=== SOURCE DOCUMENT ===

What resulted was widescale corrosion of lead piping, leaching the harmful metal into homes and water drank by children—who often see the worst effects of lead poisoning. A study in the American Journal of Public Health found that blood-lead levels in children across Flint doubled in a year, and nearly tripled in certain neighborhoods. To add insult to injury, improper disinfection of the Flint River water also led to a Legionnaires’ disease outbreak in some Flint communities.

While it took over 18 months for official bodies to acknowledge public complaints, a federal state of emergency, lawsuits, and criminal charges have helped to ensure an adequate response to Flint’s water crisis. By the end of 2016, lead concentrations in Flint water were consistently below federal action levels. As of July 17 this year, the city has replaced 9659 pipes, installed 16,131 copper service lines, and made 25,790 excavations in an attempt to put an end to the drinking water disaster.

Blue-Green Algae blooms in state lakes and reservoirs

There’s been a slow and subtle invasion of major freshwater bodies in the US over the past decade. These tiny plants are barely visible alone, but when growing exponentially in large ‘blooms’, blue-green algae (or cyanobacteria, as they’re scientifically known) can take a pristine stretch of water and quickly turn it into a thick, foaming, stinking, green soup.

According to the CBC (Canadian lakes aren’t immune either), cyanobacteria aren’t really a new or recent issue for the Canadian water systems as a whole, given that blue-green algae are a natural part of ocean and lake ecosystems. The reason that concerns are being voiced now is that numbers are fast increasing in Canadian freshwater lakes.

Blue-green algae love to grow in still or slow-moving water that’s rich in phosphorus and nitrogen. Agricultural, urban, and even gardening pollution are known to be major sources of these nutrients, which enter freshwater via erosion, heavy rain, and environmental destruction—especially clear-cutting and the new home building. Higher overall temperatures and longer summers only add to the incubation effect.

Today, several states are facing annual summer battles against algal growth, with Lake Champlain in Vermont and Florida’s Lake Okeechobee (as well as many lakes across Minnesota and Wisconsin) being well-known problem areas.

===

• **YOUR TASK**:
Continue the article on US water-quality crises, starting after its final sentence.

=== ENTRIES SUPPLIED ===

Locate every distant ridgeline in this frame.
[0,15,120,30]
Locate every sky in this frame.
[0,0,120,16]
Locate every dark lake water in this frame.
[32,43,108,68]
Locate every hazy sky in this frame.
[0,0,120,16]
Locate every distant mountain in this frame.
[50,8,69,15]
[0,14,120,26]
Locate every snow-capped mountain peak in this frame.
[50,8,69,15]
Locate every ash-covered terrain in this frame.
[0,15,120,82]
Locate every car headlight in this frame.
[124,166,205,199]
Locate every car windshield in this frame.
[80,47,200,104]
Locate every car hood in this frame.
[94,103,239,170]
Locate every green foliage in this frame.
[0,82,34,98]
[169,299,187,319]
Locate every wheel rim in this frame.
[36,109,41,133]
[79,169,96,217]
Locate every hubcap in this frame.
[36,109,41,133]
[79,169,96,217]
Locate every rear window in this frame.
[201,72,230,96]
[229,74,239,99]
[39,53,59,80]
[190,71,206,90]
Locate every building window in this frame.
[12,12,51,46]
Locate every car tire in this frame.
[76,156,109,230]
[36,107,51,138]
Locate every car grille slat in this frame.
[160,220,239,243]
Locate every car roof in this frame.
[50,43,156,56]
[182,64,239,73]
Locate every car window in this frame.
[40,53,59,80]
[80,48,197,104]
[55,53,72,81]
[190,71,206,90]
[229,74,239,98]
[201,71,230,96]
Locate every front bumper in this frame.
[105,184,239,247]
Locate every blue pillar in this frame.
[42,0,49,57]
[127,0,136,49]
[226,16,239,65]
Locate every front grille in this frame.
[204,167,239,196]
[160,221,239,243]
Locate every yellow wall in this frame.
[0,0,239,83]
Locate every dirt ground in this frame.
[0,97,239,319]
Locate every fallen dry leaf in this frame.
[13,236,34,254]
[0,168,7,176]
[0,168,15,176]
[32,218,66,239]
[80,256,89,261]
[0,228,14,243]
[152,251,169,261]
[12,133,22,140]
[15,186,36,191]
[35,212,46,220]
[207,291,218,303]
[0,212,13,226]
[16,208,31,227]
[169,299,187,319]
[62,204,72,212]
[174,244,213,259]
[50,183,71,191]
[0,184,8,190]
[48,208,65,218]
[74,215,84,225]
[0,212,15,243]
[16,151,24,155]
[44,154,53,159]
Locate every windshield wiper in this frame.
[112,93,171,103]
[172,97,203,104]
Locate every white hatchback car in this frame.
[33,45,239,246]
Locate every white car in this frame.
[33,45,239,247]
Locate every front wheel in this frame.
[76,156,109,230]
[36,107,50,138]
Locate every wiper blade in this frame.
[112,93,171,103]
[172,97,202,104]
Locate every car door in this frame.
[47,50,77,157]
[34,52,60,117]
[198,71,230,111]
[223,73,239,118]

===

• **REPLY TO THE EXERCISE**:
Beyond looking and smelling nasty, the sheer number of organisms reproducing and dying in an algal bloom can release a significant level of toxins into the water. Some affect the nervous and respiratory system, while others show up in rashes and discomfort when contaminated water comes into contact with the skin.

According to HealthLink BC, drinking water containing cyanobacterial toxins will likely impart a slew of minor symptoms, from headaches, nausea, and a sore throat, to more serious diarrhea, abdominal pain, and vomiting. Although this kind of contamination is unlikely in water disinfected by public water utilities, high levels of algae can put private wells in the area at greater risk of contamination.

Preparing for tomorrow’s water shortages

Water shortages are nothing new in the southwest. For as long as there’s been an effort to maintain large populations in states likes New Mexico, Arizona, and California, serious planning and infrastructure have been required to keep the taps flowing with drinkable water. Perhaps the most famous of these water projects would be the Colorado River Aqueduct, which has supplied the LA network with around a billion gallons of its tap supply per day since the mid-twentieth century.

The aqueduct is just one of the many costly and artificially sustained water systems that support urban centers in the American West. There are the El Paso desalination plant and the recently shelved Las Vegas pipeline, to name two others. These infrastructure projects have always relied upon state and federal resources to sustain them, but with populations steadily rising, plus the slow increase of already high average yearly temperatures, many are now sounding the alarm about the future of stable tap supplies in this part of the country.